» **Instructions to follow**
Please reproduce word for word the stretch of the material below from the line containing "of the park" through the line containing "(264, 1239)", with both of those lines included.

» **Supplied information**
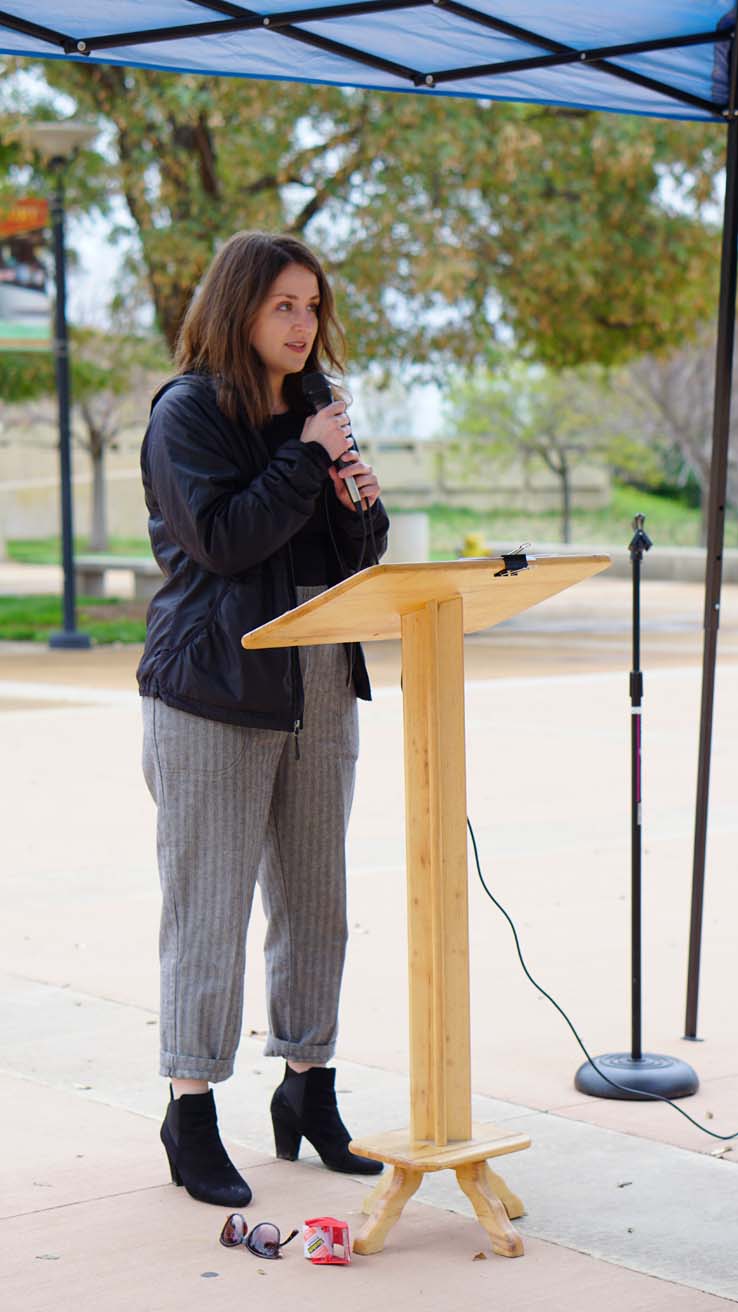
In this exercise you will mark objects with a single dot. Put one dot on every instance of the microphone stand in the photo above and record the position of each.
(642, 1073)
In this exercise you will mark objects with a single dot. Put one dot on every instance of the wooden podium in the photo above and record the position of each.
(431, 606)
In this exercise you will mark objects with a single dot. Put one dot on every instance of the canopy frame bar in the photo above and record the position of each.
(716, 534)
(238, 19)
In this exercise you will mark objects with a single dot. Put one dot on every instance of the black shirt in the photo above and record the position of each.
(314, 559)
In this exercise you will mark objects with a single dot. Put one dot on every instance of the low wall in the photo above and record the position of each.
(414, 475)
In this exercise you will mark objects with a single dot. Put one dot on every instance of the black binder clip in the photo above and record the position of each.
(514, 563)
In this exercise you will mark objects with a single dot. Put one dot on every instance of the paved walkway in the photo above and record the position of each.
(624, 1201)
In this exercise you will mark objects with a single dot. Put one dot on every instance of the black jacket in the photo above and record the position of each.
(222, 513)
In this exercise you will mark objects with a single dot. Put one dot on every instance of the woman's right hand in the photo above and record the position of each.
(331, 428)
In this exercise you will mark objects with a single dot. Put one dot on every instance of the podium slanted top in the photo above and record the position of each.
(369, 605)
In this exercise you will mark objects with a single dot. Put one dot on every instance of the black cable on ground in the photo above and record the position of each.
(624, 1088)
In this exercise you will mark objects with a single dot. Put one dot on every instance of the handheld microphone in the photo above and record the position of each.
(317, 390)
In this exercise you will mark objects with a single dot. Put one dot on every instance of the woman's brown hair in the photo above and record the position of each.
(216, 332)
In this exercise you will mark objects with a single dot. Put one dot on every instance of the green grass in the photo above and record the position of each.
(36, 618)
(47, 551)
(670, 524)
(667, 524)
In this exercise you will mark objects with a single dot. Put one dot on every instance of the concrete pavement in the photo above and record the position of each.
(624, 1201)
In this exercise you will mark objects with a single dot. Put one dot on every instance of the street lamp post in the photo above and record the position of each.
(57, 142)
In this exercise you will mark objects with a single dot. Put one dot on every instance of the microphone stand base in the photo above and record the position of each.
(670, 1077)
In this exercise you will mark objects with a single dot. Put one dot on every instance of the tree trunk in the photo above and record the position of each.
(99, 539)
(565, 501)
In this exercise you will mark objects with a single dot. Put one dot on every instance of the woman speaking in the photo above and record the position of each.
(251, 756)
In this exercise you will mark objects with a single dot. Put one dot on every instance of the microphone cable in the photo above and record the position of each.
(624, 1088)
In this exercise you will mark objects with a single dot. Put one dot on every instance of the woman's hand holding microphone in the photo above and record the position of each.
(331, 428)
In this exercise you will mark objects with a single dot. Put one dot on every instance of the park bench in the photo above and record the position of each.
(89, 575)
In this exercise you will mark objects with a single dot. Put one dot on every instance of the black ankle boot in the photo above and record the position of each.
(197, 1157)
(305, 1106)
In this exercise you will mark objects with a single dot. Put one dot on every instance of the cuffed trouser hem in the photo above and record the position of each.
(318, 1052)
(195, 1068)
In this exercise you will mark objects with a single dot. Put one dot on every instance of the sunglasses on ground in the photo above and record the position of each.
(264, 1239)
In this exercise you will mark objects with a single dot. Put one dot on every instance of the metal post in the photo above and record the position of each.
(713, 574)
(70, 635)
(640, 542)
(636, 1075)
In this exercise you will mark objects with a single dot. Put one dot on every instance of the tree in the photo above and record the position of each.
(444, 222)
(113, 377)
(541, 416)
(667, 402)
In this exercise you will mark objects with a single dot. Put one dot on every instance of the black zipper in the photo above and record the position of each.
(297, 689)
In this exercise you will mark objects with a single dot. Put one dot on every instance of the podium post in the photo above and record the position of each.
(430, 608)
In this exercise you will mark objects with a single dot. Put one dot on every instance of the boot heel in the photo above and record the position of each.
(286, 1140)
(173, 1172)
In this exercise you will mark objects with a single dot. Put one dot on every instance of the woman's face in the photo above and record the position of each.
(286, 324)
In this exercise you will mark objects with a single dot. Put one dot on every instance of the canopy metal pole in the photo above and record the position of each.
(716, 528)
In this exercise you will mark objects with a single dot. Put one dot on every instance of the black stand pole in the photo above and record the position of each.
(713, 571)
(70, 635)
(642, 1073)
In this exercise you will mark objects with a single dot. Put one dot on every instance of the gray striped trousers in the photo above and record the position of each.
(235, 807)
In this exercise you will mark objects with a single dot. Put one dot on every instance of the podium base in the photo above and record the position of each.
(670, 1077)
(410, 1160)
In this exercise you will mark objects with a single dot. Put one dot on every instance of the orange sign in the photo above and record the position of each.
(26, 214)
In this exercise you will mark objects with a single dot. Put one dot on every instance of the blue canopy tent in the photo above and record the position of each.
(659, 58)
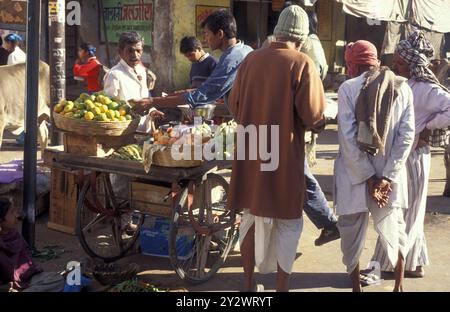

» **Correct answer**
In this exercise you will mark objects with a single dot. Put one dot on every instance of the park bench in the photo above and record the position of each.
(89, 575)
In this exercise you will mark objects with a single dot. Put one dot on every instance of the black ankle boot in the photo above and record the position of each.
(197, 1157)
(305, 1106)
In this exercise you will mark objects with a single dot. Put one dot on every instance of the cuffed trouser hem in the photo above and record the position of each.
(318, 1052)
(195, 1068)
In this exercise you will mark objects with a single dot. Put one dot on every instance of the sunglasses on ground in the photo above and record the position of each.
(264, 1239)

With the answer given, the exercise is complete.